Report how many lines in the entries below contain the string "glass", with case counting, and give only the number.
=== Records ===
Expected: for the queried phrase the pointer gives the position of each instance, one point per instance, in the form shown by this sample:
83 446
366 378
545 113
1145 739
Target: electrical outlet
===
=== Records ===
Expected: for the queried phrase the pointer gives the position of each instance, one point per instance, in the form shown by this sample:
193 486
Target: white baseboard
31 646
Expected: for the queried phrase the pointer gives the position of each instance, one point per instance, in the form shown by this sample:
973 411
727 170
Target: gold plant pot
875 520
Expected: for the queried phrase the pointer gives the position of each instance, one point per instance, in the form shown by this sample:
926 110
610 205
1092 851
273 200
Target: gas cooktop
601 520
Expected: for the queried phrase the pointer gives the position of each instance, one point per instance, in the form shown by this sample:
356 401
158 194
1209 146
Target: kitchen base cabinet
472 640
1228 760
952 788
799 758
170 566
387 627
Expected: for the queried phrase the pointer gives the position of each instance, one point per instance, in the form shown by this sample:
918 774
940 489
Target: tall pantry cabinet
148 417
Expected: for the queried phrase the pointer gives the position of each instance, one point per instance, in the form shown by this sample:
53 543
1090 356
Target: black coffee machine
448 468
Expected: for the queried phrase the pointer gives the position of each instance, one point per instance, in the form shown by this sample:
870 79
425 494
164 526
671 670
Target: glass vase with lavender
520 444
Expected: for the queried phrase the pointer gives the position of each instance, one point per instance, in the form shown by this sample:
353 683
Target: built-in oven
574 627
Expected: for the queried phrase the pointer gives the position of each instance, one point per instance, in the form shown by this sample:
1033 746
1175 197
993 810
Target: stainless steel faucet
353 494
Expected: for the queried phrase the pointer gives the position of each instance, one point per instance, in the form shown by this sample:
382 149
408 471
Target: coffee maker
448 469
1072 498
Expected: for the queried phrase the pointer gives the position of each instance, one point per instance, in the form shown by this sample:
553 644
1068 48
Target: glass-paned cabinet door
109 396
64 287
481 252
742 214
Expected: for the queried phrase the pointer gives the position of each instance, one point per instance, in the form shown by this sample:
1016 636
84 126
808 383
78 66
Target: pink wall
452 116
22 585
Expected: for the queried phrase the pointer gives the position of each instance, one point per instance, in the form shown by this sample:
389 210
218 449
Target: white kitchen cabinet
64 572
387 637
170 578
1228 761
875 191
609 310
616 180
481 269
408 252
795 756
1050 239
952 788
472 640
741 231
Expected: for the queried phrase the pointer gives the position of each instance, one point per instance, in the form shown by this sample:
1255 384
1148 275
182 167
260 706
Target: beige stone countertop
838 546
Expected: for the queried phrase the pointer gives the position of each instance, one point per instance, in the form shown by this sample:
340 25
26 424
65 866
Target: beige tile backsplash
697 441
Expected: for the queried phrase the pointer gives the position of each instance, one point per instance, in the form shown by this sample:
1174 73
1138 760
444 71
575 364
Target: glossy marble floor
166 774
===
Complete answer>
2